**Goal of the exercise:** Print all of the material below word for word, leaving out the pictures.

====

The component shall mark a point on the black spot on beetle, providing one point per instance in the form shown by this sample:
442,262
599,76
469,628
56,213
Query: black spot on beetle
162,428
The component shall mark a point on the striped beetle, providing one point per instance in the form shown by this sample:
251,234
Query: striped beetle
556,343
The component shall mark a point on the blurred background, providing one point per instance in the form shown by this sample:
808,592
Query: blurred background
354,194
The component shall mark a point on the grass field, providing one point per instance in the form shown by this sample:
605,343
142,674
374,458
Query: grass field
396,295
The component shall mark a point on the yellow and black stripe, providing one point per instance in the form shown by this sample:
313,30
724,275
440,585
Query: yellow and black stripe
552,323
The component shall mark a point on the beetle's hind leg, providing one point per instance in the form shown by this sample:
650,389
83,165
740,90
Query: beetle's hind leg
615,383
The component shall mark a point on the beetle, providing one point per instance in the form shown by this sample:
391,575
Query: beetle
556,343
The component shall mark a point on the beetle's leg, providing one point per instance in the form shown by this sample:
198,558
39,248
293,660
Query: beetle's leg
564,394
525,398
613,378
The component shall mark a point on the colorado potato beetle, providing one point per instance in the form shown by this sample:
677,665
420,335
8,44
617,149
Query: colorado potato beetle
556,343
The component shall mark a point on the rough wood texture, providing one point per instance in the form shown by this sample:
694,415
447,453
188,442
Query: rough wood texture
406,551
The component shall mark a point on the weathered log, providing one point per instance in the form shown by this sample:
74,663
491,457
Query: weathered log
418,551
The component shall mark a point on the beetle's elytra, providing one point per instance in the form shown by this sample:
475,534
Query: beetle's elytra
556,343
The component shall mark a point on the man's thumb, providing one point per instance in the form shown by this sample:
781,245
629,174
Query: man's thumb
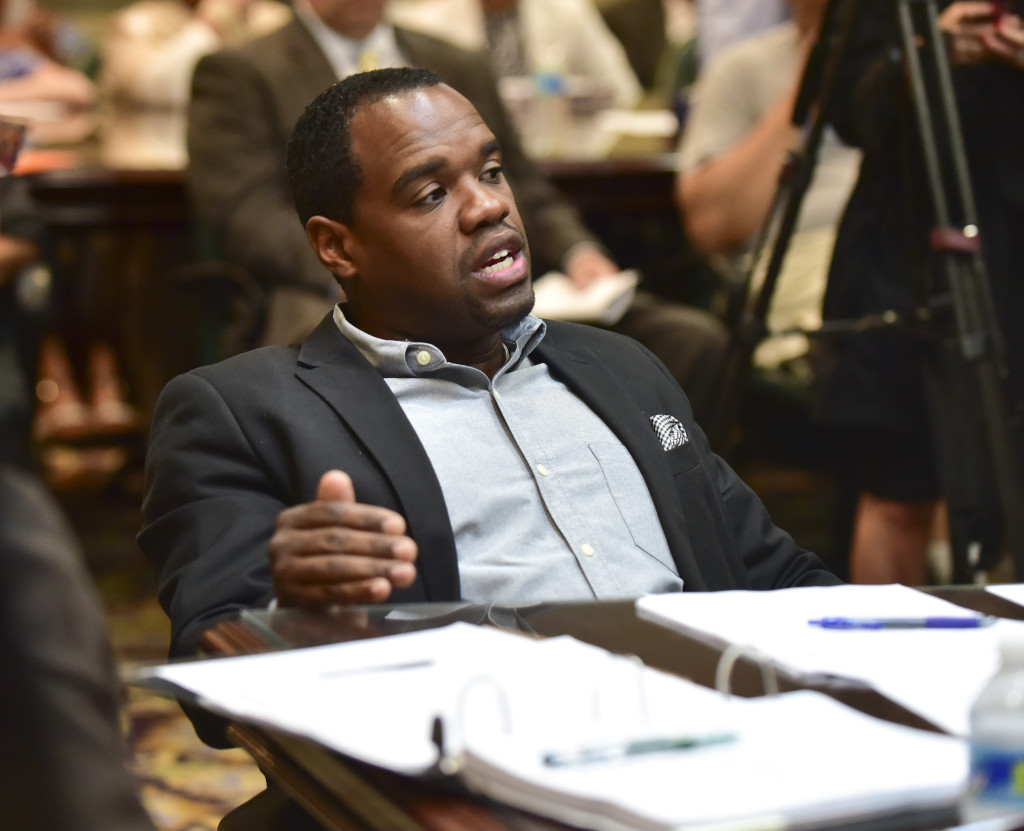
336,486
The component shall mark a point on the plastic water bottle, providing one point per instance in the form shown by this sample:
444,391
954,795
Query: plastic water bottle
552,122
997,738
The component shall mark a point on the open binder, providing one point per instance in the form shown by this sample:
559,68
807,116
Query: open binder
936,673
492,710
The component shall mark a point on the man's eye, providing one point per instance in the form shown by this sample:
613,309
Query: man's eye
493,174
432,197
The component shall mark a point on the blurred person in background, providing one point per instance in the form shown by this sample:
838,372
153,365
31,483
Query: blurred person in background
245,102
873,389
532,38
735,143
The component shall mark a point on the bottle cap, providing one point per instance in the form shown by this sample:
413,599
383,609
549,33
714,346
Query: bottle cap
550,83
1012,648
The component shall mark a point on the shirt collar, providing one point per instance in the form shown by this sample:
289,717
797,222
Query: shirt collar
417,359
343,53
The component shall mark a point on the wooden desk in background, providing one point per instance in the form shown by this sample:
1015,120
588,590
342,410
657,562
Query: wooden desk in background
349,796
121,228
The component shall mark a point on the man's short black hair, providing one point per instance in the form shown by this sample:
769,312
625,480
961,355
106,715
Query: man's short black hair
323,171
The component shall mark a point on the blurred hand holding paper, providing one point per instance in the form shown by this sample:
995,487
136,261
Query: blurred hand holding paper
507,703
604,301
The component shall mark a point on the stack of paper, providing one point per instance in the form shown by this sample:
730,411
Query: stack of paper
510,706
934,672
604,301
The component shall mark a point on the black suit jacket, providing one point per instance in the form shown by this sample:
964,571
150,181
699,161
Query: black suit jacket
235,443
246,101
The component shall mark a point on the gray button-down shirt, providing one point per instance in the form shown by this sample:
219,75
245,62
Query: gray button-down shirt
545,500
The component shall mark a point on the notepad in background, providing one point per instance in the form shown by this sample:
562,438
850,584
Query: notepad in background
936,673
604,301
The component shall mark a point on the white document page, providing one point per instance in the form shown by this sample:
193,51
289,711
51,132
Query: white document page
604,301
507,701
1012,592
934,672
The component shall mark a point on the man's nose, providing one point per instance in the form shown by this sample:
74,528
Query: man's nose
483,205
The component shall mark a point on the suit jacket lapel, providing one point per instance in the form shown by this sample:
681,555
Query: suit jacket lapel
582,372
335,370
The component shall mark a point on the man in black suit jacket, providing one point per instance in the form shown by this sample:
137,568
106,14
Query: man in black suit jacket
320,474
245,102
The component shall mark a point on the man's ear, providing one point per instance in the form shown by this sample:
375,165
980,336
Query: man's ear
332,244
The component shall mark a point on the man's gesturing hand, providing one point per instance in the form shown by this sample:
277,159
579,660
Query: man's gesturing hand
336,551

====

**Answer to this exercise:**
The component shall mark a point on the black spot on beetle, providing one point per instance in the form shown by this sample:
442,262
599,76
469,628
56,213
Query: black spot on beetle
162,428
The component shall mark a point on the striped beetle, providing one point per instance in the form shown by this sample:
251,234
Query: striped beetle
556,343
The component shall mark a point on the blurred background, providing one point per instance in the form shown by this sample:
808,592
Query: blurred background
354,194
The component shall mark a point on the grass field, providing one point per instance in the form shown by this sample:
605,343
142,674
374,458
Query: grass field
396,295
The component shall mark a point on the yellow and black stripe, providing one point per instance in the form shown by this sample:
313,30
724,275
440,585
Query: yellow and black stripe
552,323
The component shall mark a point on the beetle's hind leg, providing one point per instance in the form shown by this sample:
650,389
83,165
740,90
Query: beetle's hind leg
615,383
The component shall mark a point on the beetle, providing one point per instance in the form shown by this sample:
391,575
Query: beetle
556,343
The component shall mark a point on the beetle's leg, providing one point per instance in the form shown by this sample:
198,558
39,248
293,660
Query: beetle's leg
564,394
525,398
613,378
The component shall mark a point on the colorado potato beetle, providing one point per instance in the form shown by this sample:
677,665
420,335
8,44
617,149
Query: colorado potato beetle
556,343
The component shall mark a point on the rough wood texture, providing one point per instance in the form shown by this sample:
694,415
447,453
188,442
Query: rough wood texture
406,551
The component shall mark a point on the weathered log, providing one point per instance in the form shown by this sample:
74,663
491,457
Query: weathered log
418,551
The component shall mark a point on the beetle's elytra, providing one point per instance in the form shown by this sample:
475,534
Query: beetle's elytra
556,343
The component shall mark a point on the man's thumb, providing one point per instance in the form shown by this sample:
781,245
629,174
Query: man's thumb
336,486
The component shall mark a point on the plastic water bottle, providing one point per instance in the form shown by this sample:
444,391
954,795
Query: plastic water bottle
552,122
997,738
The component shall mark a point on the open binder, providing one point per instance in the form shown by this sample:
559,68
807,116
Query: open binder
936,673
492,710
The component shall mark a point on the man's eye, providing one point per instance in the form shown by this sample:
613,309
Query: man's eye
493,174
432,197
The component shall mark a point on the blurred person in background, providing one point per instance in the form shown by this sample:
838,372
153,365
31,483
Query: blurred person in background
245,102
873,389
532,38
735,143
The component shall mark a point on the bottle cap, providing one point per instance in the form shown by this sample:
413,599
383,609
549,33
714,346
Query: bottle cap
550,83
1012,648
The component shall mark a point on the shirt collar, providing one point per instance in the form shown by this sample:
289,717
797,222
Query: shirt collar
417,359
343,53
The component shall mark a point on the wooden desk in background, providing one point per instance in the form shown by this sample:
1015,120
588,590
342,410
657,562
Query: wooden desk in background
349,796
121,228
The component shall mark a point on the man's short black hair, providing one point per instance in the form shown by this sample:
769,312
625,480
961,355
106,715
Query: man's short black hair
323,171
The component shall mark a point on the blurred hand holding paper, providing one point per instance in the form shown by this sample:
995,487
136,261
Query: blurred hand holding paper
507,703
604,301
The component shall mark a point on the stack of paper, providing one point per instance in the form shown by this sample:
730,411
Query: stack of paper
510,706
934,672
604,301
The component shall mark a point on the black suit jacket, providing one point per instance in the form shown by this sample:
964,571
150,181
699,161
Query: black suit jacket
235,443
246,101
The component shall mark a point on the gray button-down shirt, providing one point per instance in the form shown by this sample:
219,75
245,62
Query: gray button-down shirt
545,500
The component shall mark a point on the notepad in background, providing one point per instance in the form shown by this sample:
562,438
850,584
Query: notepad in background
936,673
604,301
The component shall mark a point on the white document page, providing one point per instance in the form shown by this sample:
193,51
289,711
51,132
Query: white document page
604,301
507,701
1012,592
934,672
The component shall mark a point on the man's nose, providing one point per instance in the form shown by this sample:
74,528
Query: man's nose
483,205
The component shall mark a point on the suit jacket lapel, providing one point per instance in the form shown by this sample:
681,555
Query: suit jacket lapel
582,372
335,370
The component shall mark a point on the man in black suit jacket, providing one point per instance in the form shown by this sample:
137,568
106,14
Query: man in black suit jacket
320,474
245,102
The component shall mark a point on the man's ear, providing one point per instance in the form shown by this sample:
375,165
980,336
Query: man's ear
332,244
The component shall mark a point on the man's gesturing hand, providing one point per instance in the form shown by this sample:
277,159
579,660
Query: man's gesturing hand
336,551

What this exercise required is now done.